REQUIRED WORK ▸
Rewrite all of the following records, requests included, multiplying every point coordinate in the answers by 1.05 and rounding to whole numbers with halves rounded up. Leave the coordinates in the requests and their format samples unchanged, and leave the pictures out of your answer.
↓↓↓
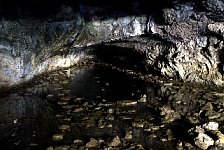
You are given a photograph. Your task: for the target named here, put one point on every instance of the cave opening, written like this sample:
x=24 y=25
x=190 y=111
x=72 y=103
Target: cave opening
x=109 y=75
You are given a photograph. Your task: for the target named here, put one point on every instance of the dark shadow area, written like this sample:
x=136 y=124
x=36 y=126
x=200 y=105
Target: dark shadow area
x=98 y=9
x=122 y=57
x=25 y=120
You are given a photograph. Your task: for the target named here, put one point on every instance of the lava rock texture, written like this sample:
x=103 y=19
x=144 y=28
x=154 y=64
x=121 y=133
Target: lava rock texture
x=179 y=39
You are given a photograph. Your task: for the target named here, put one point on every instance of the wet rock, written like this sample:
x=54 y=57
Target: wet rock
x=168 y=114
x=78 y=142
x=127 y=103
x=115 y=142
x=93 y=143
x=203 y=141
x=65 y=147
x=64 y=127
x=57 y=137
x=128 y=135
x=211 y=126
x=143 y=99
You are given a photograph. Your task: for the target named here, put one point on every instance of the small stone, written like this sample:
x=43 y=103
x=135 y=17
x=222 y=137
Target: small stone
x=50 y=148
x=64 y=127
x=203 y=141
x=128 y=135
x=211 y=126
x=78 y=110
x=220 y=137
x=93 y=143
x=78 y=142
x=57 y=137
x=138 y=124
x=110 y=111
x=62 y=103
x=33 y=144
x=143 y=99
x=115 y=142
x=65 y=147
x=127 y=103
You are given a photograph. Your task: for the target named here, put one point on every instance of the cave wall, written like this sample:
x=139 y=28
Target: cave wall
x=180 y=39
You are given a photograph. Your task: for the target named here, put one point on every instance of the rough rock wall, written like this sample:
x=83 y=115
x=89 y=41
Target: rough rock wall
x=182 y=39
↑↑↑
TASK OUTPUT ▸
You are given a photograph. Your task: for the target named here, put one point on every instance of the cave opening, written like this sample:
x=24 y=25
x=190 y=111
x=72 y=103
Target: cave opening
x=114 y=79
You are given a photograph. Your task: for the target named here, put one point on every instance of the dark shadow area, written like this sample:
x=136 y=124
x=36 y=126
x=200 y=105
Target: dark shadow area
x=103 y=9
x=128 y=60
x=26 y=126
You are given a photograph. Your task: for the target named here, put one point on every instance of the lava rock texture, written like this sample:
x=103 y=19
x=144 y=28
x=154 y=64
x=121 y=133
Target: lava rock texture
x=188 y=41
You are given a photograph. Your task: for the target named here, put one point on every instance of the wet rock, written like this sample:
x=54 y=57
Target: wet rock
x=176 y=120
x=82 y=149
x=133 y=108
x=121 y=149
x=98 y=150
x=213 y=148
x=68 y=154
x=67 y=133
x=60 y=144
x=134 y=142
x=222 y=132
x=150 y=104
You are given a photograph. Your task: for the target named here, put one point on every instance of the small stone, written like this sample:
x=43 y=103
x=135 y=17
x=222 y=137
Target: small stone
x=53 y=155
x=67 y=133
x=213 y=148
x=134 y=142
x=222 y=132
x=82 y=116
x=231 y=144
x=98 y=150
x=82 y=149
x=60 y=144
x=145 y=130
x=116 y=117
x=65 y=108
x=35 y=151
x=150 y=104
x=121 y=149
x=68 y=154
x=133 y=108
You are given a photograph. Your task: for the target named here, put one point on every instance of the cave wall, written like this sample:
x=139 y=28
Target: cave wall
x=189 y=41
You are given a photograph. Your task: for the target named here, put one point on every instance of the rough rock wall, written like this sample:
x=83 y=115
x=89 y=41
Target: rough rock wall
x=191 y=41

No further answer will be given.